[Begin]

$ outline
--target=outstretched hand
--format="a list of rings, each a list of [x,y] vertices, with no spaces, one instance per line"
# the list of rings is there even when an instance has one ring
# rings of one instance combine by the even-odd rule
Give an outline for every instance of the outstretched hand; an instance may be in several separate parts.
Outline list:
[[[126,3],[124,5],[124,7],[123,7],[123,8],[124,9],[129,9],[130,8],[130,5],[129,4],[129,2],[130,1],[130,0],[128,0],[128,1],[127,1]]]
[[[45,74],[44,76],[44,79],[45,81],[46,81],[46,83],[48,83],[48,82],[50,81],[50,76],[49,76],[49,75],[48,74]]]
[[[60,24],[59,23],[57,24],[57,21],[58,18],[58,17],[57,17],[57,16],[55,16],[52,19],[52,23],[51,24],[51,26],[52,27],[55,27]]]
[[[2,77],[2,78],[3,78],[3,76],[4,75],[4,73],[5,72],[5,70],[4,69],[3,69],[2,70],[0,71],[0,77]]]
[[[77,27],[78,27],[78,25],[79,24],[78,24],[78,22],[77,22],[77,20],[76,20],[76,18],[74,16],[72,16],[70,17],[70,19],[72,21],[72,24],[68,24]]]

[End]

**TASK BRIEF:** Reproduce all of the material above, line for line, without changing a single character.

**OUTPUT:**
$ outline
--target=outstretched hand
--format="a list of rings, each a list of [x,y] vertices, with no spaces, one instance per line"
# the list of rings is there even when an instance has one ring
# rings of one instance combine by the even-odd rule
Give an outline for every instance of the outstretched hand; an instance may be in several separate parts.
Outline list:
[[[126,3],[124,5],[124,7],[123,7],[123,8],[124,9],[129,9],[130,8],[130,5],[129,4],[129,2],[130,1],[130,0],[128,0],[128,1],[127,1]]]
[[[45,74],[44,76],[44,79],[45,81],[46,81],[46,83],[48,83],[48,82],[50,81],[50,76],[49,76],[49,75],[48,74]]]
[[[60,24],[59,23],[57,24],[57,21],[58,18],[58,17],[57,17],[57,16],[55,16],[52,19],[52,23],[51,24],[51,26],[52,27],[55,27]]]
[[[2,77],[2,78],[3,78],[3,76],[4,75],[4,73],[5,72],[5,70],[4,69],[3,69],[2,70],[0,71],[0,77]]]
[[[77,27],[78,27],[78,25],[79,24],[78,24],[78,22],[77,22],[77,20],[76,20],[76,18],[74,16],[72,16],[70,17],[70,19],[72,21],[72,24],[68,24]]]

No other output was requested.